One figure is the whole answer: the number of lines below that contain the word "positive".

....

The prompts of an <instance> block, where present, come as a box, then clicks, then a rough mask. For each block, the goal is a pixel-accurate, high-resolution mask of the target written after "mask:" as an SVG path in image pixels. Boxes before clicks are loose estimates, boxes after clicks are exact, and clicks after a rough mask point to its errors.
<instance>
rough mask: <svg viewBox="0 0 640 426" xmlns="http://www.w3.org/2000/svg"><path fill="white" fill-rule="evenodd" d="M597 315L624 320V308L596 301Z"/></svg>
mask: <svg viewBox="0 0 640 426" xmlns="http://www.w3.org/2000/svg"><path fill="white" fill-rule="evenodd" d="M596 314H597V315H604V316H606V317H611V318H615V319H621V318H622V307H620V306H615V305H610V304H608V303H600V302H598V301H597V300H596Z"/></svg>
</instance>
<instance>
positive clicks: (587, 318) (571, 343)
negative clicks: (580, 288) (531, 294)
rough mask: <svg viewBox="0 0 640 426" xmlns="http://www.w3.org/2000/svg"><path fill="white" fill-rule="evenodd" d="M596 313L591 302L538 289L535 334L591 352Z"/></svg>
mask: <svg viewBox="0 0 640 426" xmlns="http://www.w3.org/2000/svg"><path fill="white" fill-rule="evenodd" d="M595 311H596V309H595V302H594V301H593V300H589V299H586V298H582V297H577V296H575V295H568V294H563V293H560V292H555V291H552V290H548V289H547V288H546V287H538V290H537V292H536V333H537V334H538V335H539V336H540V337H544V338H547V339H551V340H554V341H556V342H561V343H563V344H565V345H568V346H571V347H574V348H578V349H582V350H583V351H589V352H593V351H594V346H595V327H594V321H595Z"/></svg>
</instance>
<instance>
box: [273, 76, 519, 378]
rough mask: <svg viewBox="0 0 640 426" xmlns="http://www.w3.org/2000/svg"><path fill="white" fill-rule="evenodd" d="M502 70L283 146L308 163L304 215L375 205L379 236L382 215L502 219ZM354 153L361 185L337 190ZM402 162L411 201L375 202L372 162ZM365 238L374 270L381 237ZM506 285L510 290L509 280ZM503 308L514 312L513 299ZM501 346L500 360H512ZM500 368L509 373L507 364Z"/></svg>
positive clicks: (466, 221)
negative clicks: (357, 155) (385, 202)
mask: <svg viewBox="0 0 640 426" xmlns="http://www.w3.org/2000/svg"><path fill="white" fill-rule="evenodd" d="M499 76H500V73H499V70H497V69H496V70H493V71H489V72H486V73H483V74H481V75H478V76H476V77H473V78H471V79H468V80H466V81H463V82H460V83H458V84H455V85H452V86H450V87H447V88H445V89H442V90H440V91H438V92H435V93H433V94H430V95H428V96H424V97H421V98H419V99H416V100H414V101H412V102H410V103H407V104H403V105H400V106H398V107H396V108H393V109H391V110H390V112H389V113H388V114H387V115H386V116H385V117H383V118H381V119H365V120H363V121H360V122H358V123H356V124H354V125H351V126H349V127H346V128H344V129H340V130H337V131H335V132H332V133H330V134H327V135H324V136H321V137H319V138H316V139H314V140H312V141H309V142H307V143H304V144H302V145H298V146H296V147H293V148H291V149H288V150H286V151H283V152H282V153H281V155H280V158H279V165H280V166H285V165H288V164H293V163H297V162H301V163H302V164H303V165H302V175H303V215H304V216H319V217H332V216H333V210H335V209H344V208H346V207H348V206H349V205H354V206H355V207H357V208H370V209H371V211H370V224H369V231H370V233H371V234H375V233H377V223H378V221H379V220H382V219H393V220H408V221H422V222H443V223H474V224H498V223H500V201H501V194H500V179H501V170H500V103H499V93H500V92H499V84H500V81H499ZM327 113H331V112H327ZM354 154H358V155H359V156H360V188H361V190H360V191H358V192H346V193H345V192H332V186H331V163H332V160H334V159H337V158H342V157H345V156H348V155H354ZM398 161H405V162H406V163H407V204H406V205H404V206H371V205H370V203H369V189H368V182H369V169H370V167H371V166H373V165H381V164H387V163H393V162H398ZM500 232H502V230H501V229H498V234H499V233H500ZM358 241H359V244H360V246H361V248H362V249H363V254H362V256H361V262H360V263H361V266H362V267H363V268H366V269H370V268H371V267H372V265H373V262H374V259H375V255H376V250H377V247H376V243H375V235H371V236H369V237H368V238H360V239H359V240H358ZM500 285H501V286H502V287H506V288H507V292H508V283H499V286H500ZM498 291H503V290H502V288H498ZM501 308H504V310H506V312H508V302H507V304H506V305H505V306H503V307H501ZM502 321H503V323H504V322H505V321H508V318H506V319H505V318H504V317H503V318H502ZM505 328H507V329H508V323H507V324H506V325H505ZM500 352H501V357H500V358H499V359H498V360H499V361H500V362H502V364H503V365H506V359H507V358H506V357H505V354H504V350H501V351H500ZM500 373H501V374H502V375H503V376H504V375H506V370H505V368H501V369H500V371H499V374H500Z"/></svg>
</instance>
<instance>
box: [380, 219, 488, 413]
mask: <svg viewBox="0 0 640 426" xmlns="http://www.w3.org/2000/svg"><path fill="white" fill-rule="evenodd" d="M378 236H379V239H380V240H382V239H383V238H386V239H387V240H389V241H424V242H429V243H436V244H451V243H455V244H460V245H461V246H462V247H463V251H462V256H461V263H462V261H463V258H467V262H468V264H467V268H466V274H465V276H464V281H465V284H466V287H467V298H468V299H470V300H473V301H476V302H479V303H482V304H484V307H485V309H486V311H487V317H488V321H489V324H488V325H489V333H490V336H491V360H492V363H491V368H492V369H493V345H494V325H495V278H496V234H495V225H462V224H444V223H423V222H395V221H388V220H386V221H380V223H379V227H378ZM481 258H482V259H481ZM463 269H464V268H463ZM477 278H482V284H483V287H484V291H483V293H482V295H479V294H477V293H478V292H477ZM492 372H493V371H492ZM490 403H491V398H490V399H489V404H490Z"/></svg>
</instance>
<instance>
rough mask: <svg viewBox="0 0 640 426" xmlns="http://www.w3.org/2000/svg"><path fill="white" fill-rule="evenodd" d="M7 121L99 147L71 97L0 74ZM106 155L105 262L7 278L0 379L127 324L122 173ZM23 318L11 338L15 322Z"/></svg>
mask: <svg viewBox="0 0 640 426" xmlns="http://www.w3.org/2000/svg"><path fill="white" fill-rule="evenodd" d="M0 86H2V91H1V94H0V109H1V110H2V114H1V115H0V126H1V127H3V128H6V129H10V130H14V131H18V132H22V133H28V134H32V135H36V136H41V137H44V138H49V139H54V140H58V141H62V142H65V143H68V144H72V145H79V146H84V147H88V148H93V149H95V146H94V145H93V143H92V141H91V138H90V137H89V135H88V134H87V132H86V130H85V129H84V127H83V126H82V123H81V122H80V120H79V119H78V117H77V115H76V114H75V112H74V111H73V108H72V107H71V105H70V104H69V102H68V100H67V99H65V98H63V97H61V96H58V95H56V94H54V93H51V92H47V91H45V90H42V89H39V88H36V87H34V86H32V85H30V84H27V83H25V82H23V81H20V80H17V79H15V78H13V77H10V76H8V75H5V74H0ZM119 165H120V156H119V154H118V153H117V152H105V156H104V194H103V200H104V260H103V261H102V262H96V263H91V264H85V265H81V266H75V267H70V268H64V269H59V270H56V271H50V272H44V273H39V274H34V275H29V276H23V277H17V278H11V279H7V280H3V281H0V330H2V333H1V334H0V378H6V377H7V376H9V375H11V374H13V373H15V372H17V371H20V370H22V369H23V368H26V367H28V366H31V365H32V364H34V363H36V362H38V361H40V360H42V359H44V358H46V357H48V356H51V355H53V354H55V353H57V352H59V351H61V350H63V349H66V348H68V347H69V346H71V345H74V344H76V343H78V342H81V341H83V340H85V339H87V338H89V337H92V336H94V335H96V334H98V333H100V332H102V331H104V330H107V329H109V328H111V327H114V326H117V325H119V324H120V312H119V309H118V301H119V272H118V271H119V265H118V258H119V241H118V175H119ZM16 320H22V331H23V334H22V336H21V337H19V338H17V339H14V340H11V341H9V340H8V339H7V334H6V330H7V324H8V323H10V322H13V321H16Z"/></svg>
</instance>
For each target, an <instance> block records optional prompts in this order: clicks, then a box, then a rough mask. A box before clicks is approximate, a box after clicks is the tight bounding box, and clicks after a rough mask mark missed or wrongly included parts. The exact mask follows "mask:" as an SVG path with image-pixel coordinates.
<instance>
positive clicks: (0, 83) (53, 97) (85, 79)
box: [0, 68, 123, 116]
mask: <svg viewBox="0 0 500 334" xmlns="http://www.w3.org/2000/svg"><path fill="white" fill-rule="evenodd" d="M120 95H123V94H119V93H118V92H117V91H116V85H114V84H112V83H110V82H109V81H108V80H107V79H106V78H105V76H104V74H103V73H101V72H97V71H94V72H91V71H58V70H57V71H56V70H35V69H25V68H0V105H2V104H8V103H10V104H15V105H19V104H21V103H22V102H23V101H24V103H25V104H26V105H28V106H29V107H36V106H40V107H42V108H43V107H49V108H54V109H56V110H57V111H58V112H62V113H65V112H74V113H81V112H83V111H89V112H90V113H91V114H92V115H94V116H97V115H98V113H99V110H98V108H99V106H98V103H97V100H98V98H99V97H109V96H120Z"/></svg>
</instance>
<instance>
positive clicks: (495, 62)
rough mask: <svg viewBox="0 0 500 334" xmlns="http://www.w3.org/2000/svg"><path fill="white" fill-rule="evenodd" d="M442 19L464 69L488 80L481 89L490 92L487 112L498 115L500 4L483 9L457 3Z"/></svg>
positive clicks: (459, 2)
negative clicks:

....

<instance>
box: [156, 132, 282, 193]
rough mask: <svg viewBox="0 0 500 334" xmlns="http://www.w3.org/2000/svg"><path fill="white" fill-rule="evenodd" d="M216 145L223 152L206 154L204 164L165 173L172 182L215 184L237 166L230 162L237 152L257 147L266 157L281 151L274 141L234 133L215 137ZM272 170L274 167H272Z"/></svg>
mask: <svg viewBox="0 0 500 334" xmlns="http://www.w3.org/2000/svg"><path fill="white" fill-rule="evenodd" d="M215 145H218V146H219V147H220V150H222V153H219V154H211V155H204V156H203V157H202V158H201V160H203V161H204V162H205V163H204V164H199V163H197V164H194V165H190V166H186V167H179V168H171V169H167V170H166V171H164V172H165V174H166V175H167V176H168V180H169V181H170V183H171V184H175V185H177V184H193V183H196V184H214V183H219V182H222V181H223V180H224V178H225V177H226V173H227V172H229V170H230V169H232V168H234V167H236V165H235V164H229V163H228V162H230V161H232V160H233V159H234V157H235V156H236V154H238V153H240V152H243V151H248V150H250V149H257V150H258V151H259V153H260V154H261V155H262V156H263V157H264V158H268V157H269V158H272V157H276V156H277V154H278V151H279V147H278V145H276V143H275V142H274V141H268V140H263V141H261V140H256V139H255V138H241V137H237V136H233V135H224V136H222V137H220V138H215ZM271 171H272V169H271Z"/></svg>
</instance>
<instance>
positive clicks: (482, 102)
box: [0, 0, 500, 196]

....

= YOUR SOLUTION =
6